◆ SET TASK ◆
Write the data out again, exactly as given.

◆ RECORDS FOR THIS TASK ◆
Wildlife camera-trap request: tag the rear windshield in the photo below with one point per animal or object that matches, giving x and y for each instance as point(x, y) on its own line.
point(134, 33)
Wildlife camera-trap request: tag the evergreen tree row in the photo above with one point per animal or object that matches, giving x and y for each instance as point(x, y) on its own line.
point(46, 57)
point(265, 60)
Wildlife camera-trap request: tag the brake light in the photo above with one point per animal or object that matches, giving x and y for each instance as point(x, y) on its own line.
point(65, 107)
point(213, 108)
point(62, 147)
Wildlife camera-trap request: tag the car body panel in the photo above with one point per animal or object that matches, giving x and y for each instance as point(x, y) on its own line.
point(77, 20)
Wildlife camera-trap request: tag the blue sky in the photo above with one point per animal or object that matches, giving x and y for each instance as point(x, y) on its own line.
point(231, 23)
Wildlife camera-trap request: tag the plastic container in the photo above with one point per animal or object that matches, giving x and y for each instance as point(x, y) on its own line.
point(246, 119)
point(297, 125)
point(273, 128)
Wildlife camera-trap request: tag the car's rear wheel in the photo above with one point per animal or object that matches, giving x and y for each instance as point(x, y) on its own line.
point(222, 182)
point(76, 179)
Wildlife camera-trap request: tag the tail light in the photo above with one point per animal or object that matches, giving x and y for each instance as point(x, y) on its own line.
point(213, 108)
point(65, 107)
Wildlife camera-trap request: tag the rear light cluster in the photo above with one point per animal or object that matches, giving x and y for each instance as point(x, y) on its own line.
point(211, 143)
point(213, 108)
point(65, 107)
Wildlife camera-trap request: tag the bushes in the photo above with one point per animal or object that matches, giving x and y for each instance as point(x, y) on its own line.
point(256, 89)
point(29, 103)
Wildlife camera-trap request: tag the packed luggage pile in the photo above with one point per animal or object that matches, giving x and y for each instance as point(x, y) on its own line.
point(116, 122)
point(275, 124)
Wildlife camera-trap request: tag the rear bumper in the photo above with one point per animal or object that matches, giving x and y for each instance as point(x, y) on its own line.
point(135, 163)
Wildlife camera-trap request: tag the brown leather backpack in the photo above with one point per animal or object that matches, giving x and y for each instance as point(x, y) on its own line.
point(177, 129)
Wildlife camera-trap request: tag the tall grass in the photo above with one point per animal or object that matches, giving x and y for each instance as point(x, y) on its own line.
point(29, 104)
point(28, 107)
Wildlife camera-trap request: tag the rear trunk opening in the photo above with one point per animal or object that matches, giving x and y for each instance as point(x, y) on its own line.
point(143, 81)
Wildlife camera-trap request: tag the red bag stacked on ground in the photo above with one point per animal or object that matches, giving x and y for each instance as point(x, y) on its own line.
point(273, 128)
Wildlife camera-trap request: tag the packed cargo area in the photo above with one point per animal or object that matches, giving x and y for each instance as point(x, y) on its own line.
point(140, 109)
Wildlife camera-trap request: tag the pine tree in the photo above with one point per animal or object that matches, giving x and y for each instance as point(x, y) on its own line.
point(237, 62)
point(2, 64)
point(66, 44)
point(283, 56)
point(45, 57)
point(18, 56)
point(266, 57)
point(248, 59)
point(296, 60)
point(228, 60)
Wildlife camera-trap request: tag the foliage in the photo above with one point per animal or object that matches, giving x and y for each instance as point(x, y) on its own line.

◆ REPLY ◆
Wildlife camera-trap request: tag the rear windshield in the photo below with one point per animal or object that matches, giving x and y for each instance as point(x, y) on its own line.
point(134, 33)
Wildlife camera-trap request: tag the evergreen tree row in the photo above with one point per animal or object that matches, giving x and y for each instance as point(x, y) on its own line.
point(46, 57)
point(265, 60)
Wildlife camera-trap request: tag the brake light in the photo above with one point per animal or object that matches, giving x and y for each instance as point(x, y) on its own line.
point(65, 107)
point(213, 108)
point(62, 147)
Wildlife camera-trap request: tag the car body panel in the photo above with one point per animal or object that matches, giving x and y for each instance as point(x, y) on its own line.
point(77, 20)
Wildlife camera-trap request: tag the blue sky in the photo above with one point per animal or object that matches, giving x and y for each instance as point(x, y) on its own line.
point(231, 23)
Wildlife camera-trap request: tag the plastic container in the photo above with one point per animal or object that matches, giving x and y for each instance as point(x, y) on its own line.
point(246, 119)
point(297, 125)
point(273, 128)
Wildlife camera-trap request: tag the car's rear wheel in the photo above with one point per animal or object that matches, giving x and y for each instance as point(x, y) on its own line.
point(222, 182)
point(76, 179)
Wildlife camera-trap request: tag the tail light in the photo above with one point per animal or object that matches, giving x and y for each instance as point(x, y) on its own line.
point(213, 108)
point(65, 107)
Wildlife camera-trap request: tag the rear light cluster in the photo above with one point per animal or object that matches, giving x and y for each instance as point(x, y) on its own line.
point(211, 143)
point(213, 108)
point(65, 107)
Wildlife camera-trap request: tag the bushes in the photo above with one point per animal or object that matches, giving x and y for each instance as point(x, y) on its own line.
point(256, 89)
point(29, 103)
Wildlife camera-trap request: tag the packed luggage pile in the photo above with one point per animal or object that matches, giving x and y for each instance as point(x, y) on its own line.
point(116, 122)
point(275, 124)
Wildlife camera-trap request: tag the rear bumper in the photo above with one point per animal or object that matches, giving x and y for each instance as point(x, y) on its own line.
point(135, 163)
Wildlife camera-trap request: tag the brown leather backpack in the photo above with one point per animal or object that matches, giving x and y for each instance as point(x, y) on its own line.
point(177, 129)
Wildlife camera-trap request: tag the tall grass in the photo above with one point per animal or object that matches, giving x and y for each instance as point(x, y) on its own line.
point(29, 104)
point(28, 107)
Wildlife camera-trap request: tag the rear trunk opening in the photo above with one point per animal or object that matches, giving x and y for each instance as point(x, y) on its own line.
point(143, 81)
Wildlife camera-trap request: tag the red bag stacked on ground in the photo above with one point per animal or object that matches, giving x and y for each instance as point(x, y) on its own line.
point(273, 128)
Wildlife camera-trap request: tag the packed cargo area in the photo above with one point per animal or object that matches, giving x and y for each instance as point(x, y) on its own line.
point(140, 109)
Wildlife camera-trap request: tag the pine tree in the photo above with one point per animal or object that matches, giving x and y for each instance as point(x, y) on its own line.
point(237, 62)
point(2, 64)
point(66, 44)
point(283, 56)
point(45, 57)
point(18, 56)
point(266, 57)
point(248, 59)
point(296, 60)
point(228, 60)
Wildlife camera-trap request: tag the foliage in the photo above with one point per animal or object that matches, giving x and y for each instance as point(x, y) on its own line.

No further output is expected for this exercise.